**Task to complete**
Retype every one of the records below line for line, with no changes.

## START Provided data

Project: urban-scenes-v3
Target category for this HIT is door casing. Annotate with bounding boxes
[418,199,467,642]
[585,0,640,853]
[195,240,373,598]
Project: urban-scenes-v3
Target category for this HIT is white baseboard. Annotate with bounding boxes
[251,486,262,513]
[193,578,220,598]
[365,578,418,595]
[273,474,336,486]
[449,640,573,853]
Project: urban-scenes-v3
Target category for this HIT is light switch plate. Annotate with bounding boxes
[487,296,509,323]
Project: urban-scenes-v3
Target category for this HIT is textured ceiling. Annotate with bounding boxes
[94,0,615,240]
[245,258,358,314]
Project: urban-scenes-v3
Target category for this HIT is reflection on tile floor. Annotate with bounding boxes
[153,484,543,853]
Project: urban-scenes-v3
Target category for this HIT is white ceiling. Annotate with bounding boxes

## END Provided data

**Result of the exercise**
Project: urban-scenes-v3
Target category for this HIT is door casing. Annotate with bounding boxes
[418,199,467,642]
[585,0,640,853]
[195,240,373,598]
Project: urban-scenes-v3
Target category for this HIT is white baseboard. Annotate with bounding boxes
[251,486,262,513]
[193,578,220,598]
[365,578,418,595]
[273,474,336,486]
[449,640,573,853]
Project: urban-scenes-v3
Target category for this HIT is light switch plate. Annotate with bounding boxes
[487,296,509,323]
Project: urban-scenes-v3
Target category for this HIT is textured ceiling. Annotate with bounding boxes
[94,0,615,240]
[245,258,358,314]
Project: urban-scenes-v3
Target category for this HIT is reflection on tile floor. Annotate with bounding boxes
[153,484,543,853]
Project: urban-scenes-v3
Target category for this HIT is white ceiling. Annotate with bounding boxes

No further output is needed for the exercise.